→ **Parts of the exercise**:
(a) In what year did Cohen join Decca Records' American operation, according to the Paul Cohen biography?
(b) In the Paul Cohen biography, revise the text between "- Occupations: Record" and "opened in 1967.", inclusive, so that "executive" becomes "manager".

→ **Document passage**:
- Born: November 10, 1908 Chicago, Illinois, U.S.
- Died: April 1, 1970 (aged 61) Bryan, Texas, U.S.
- Occupations: Record producer; publishing company executive; talent scout;
- Years active: late 1920s - 1969
- Known for: Association with record labelsColumbia Records; Decca Records; Kapp Records; ABC Records;
- Honours: Country Music Hall of Fame

= Paul Cohen (music producer) =

American record producer and executive (1908–1970)

Paul Cohen (November 10, 1908 – April 1, 1970) was an American country music producer. Cohen was a long-time Decca Records executive who played a key role in Nashville's emergence as the country music recording capital development of the Nashville Sound. As President of the Country Music Association (CMA), Cohen was on hand when the Country Music Hall of Fame opened in 1967.

==Career==
Cohen first entered the record business with Columbia in the late 1920s, but in 1934 joined Decca Records' newly formed American operation, organized by two brothers, Jack and Dave Kapp—old Chicago friends of his. Cohen moved to Cincinnati to become Decca's midwestern branch manager in 1935; in this role he was responsible for scouting, producing and signing new talent in addition to marketing records. During World War II, he gradually took over Decca's hillbilly production work from Dave Kapp, and in the mid-1940s moved to New York to head that branch of the company.

→ **Data listing**:
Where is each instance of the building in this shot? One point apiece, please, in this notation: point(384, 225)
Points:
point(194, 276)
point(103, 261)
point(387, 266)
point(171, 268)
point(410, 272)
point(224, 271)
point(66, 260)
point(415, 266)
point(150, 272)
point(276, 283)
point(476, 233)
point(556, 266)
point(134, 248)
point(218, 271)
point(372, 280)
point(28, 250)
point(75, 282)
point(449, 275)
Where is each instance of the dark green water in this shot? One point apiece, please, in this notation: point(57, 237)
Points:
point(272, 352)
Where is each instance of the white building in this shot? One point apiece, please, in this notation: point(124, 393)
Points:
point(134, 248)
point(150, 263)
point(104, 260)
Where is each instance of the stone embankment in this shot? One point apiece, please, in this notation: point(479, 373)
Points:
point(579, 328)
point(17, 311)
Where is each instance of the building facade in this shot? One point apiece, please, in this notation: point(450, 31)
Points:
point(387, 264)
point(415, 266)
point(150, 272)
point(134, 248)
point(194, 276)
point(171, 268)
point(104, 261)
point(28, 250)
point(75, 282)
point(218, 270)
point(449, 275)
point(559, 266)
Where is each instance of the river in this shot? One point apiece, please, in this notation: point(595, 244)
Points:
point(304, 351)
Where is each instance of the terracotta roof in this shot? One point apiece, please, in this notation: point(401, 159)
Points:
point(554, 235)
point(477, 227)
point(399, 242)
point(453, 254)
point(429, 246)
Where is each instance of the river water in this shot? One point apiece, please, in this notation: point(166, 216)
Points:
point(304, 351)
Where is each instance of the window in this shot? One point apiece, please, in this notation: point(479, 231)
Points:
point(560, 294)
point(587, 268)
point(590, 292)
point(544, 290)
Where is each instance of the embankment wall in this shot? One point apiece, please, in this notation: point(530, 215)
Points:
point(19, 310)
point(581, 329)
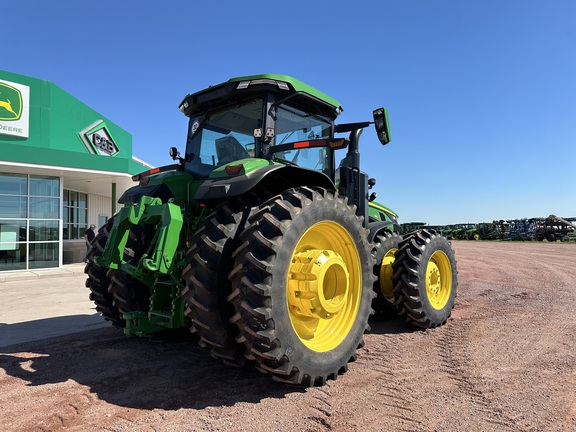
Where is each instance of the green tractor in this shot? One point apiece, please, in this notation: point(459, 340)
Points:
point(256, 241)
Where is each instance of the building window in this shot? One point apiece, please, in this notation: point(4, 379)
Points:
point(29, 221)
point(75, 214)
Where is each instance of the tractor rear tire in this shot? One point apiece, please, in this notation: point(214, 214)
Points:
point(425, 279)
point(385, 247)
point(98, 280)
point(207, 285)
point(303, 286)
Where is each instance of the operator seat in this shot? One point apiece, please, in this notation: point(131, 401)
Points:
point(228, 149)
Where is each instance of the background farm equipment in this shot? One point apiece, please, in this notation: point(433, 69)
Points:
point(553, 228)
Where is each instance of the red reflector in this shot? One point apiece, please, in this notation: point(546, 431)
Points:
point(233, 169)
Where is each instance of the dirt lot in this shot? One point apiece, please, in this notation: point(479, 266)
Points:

→ **Exercise solutions**:
(a) 1934

(b)
- Occupations: Record producer; publishing company manager; talent scout;
- Years active: late 1920s - 1969
- Known for: Association with record labelsColumbia Records; Decca Records; Kapp Records; ABC Records;
- Honours: Country Music Hall of Fame

= Paul Cohen (music producer) =

American record producer and manager (1908–1970)

Paul Cohen (November 10, 1908 – April 1, 1970) was an American country music producer. Cohen was a long-time Decca Records manager who played a key role in Nashville's emergence as the country music recording capital development of the Nashville Sound. As President of the Country Music Association (CMA), Cohen was on hand when the Country Music Hall of Fame opened in 1967.